---------- PROVIDED MATERIAL ----------

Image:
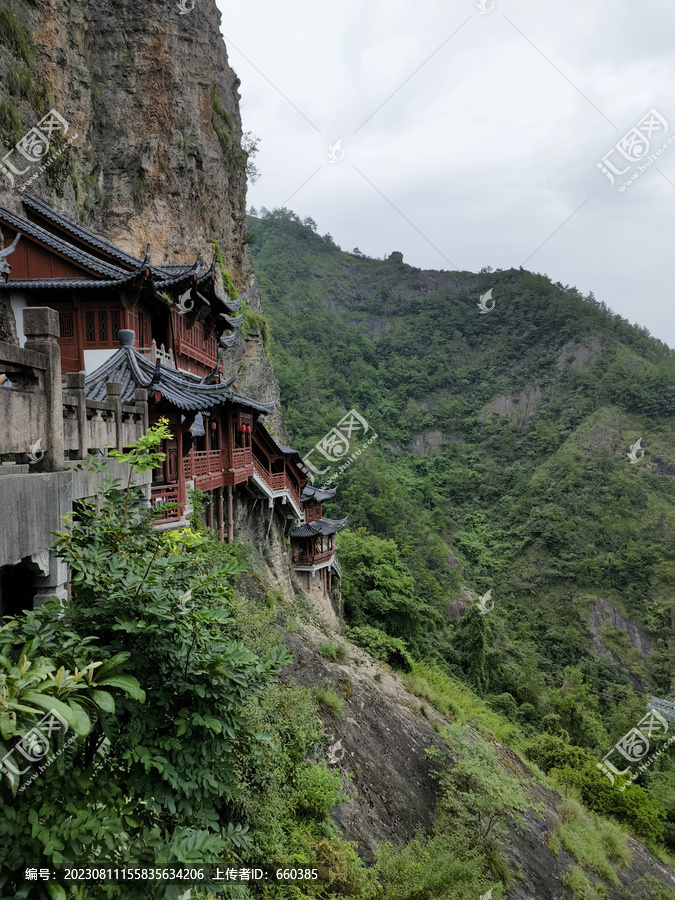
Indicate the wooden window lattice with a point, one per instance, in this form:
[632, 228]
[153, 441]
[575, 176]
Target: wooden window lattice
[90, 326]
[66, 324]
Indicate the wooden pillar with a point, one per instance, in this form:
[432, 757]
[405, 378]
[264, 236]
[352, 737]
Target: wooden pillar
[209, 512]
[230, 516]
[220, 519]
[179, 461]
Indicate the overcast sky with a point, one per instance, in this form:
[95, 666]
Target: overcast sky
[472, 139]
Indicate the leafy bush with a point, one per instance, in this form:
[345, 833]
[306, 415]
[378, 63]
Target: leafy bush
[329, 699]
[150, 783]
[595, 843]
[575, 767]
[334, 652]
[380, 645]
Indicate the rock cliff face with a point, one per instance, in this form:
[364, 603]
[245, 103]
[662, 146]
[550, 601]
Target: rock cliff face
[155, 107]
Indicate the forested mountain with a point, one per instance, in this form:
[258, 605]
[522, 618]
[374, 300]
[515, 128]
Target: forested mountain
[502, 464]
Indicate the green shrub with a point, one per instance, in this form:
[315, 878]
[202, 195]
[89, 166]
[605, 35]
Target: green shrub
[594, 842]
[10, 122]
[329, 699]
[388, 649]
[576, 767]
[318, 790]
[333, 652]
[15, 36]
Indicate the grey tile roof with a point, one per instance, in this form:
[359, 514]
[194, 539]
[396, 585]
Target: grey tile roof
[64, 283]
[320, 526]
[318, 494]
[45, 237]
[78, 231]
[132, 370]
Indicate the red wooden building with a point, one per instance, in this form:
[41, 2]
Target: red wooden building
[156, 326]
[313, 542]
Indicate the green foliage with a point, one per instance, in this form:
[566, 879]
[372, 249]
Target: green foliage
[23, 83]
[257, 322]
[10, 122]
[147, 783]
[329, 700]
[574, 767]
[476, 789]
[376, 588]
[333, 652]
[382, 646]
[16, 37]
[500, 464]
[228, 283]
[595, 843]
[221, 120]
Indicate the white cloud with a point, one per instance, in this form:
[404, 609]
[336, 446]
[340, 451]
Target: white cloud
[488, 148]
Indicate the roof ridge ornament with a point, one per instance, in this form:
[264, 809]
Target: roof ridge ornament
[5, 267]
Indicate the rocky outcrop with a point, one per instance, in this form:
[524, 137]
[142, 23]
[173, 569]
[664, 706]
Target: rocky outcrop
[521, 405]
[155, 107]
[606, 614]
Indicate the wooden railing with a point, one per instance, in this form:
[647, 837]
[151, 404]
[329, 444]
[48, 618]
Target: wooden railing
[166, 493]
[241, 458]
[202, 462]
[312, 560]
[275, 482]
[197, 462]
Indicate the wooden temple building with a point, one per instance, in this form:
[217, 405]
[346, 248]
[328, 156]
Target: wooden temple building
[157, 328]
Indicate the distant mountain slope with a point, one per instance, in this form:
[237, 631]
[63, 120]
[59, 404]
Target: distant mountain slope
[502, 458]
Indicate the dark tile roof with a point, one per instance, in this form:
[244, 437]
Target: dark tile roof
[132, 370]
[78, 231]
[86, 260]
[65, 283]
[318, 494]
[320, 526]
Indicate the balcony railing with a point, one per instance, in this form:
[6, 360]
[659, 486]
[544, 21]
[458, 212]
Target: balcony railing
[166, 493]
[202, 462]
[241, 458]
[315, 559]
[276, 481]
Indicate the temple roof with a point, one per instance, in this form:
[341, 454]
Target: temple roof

----------

▸ **EXERCISE AIM**
In your copy, repeat each record exactly and include no pictures.

▸ **RESPONSE TO THE TASK**
Image:
Indicate the wooden window lattice with a point, one per instance, in this form:
[632, 228]
[153, 441]
[575, 176]
Target: wooden window lattice
[90, 326]
[66, 324]
Indicate the wooden pillar with a point, one per instance, in this form:
[432, 757]
[405, 378]
[264, 236]
[352, 737]
Target: wooden pillar
[209, 512]
[230, 516]
[220, 519]
[179, 461]
Indicate the overcast sky with a point, one per instance, in this form:
[95, 666]
Target: overcast sky
[472, 139]
Indicate the leafy bush with a point, one per instance, in this form:
[345, 833]
[306, 415]
[378, 63]
Target: leafy bush
[329, 699]
[150, 783]
[595, 843]
[575, 767]
[334, 652]
[380, 645]
Indicate the rock cliff face with a point, one per instance, in this form:
[364, 603]
[245, 103]
[662, 146]
[550, 601]
Target: rock cliff face
[155, 107]
Indicate the forested mountain with a point, one per instance, in this form:
[258, 605]
[522, 618]
[374, 300]
[515, 128]
Target: forested mountain
[502, 464]
Indicate the green shrub with a point, one per instance, in this form:
[315, 878]
[202, 195]
[89, 166]
[605, 35]
Target: green shrub
[594, 842]
[10, 122]
[329, 699]
[388, 649]
[576, 767]
[318, 790]
[333, 652]
[15, 36]
Indicate the grey tile roof with a point, one per instance, in this form:
[359, 514]
[194, 539]
[396, 585]
Target: grey tile roof
[64, 283]
[320, 526]
[318, 494]
[45, 237]
[78, 231]
[132, 370]
Indicate the red wooden building with a point, one per instance, in this form:
[41, 2]
Target: red wooden building
[156, 326]
[313, 542]
Indicate the green foliage with a point, one per instance, in this form:
[566, 879]
[372, 249]
Target: green foliage
[23, 83]
[257, 322]
[10, 122]
[147, 783]
[329, 700]
[574, 767]
[476, 789]
[376, 588]
[333, 652]
[382, 646]
[16, 37]
[500, 464]
[228, 283]
[595, 843]
[221, 120]
Indicate the white cloud with a point, one per instance, in this form:
[404, 609]
[336, 446]
[340, 451]
Target: white cloud
[488, 148]
Indicate the roof ridge ornament with a point, one per instance, in this form:
[264, 809]
Target: roof ridge ornament
[5, 267]
Indicate the rocky outcrop with a point, one per instance, in this form:
[524, 137]
[142, 23]
[173, 569]
[664, 706]
Target: rocky outcrop
[521, 405]
[155, 107]
[606, 614]
Indicate the wooden railing with a point, one per instance, in this form:
[647, 837]
[151, 404]
[329, 444]
[48, 618]
Target: wooden railing
[166, 493]
[241, 458]
[202, 462]
[312, 560]
[275, 482]
[197, 462]
Indicate the wooden temple building with a point, one per instance, in this form:
[217, 405]
[346, 248]
[328, 156]
Target: wooden temple building
[157, 328]
Indicate the distant mountain slope with a point, one per instance, in this form:
[237, 631]
[63, 120]
[59, 404]
Target: distant mountain slope
[502, 458]
Indicate the dark tile roof with a point, one per instance, in this form:
[244, 437]
Target: dark tile roof
[132, 370]
[78, 231]
[86, 260]
[65, 283]
[318, 494]
[320, 526]
Indicate the balcony railing with a point, one per instance, in this form:
[6, 360]
[659, 486]
[544, 21]
[458, 212]
Target: balcony railing
[166, 493]
[202, 462]
[241, 458]
[315, 559]
[276, 481]
Indicate the temple roof with a point, one per instance, in this form:
[341, 454]
Target: temple roof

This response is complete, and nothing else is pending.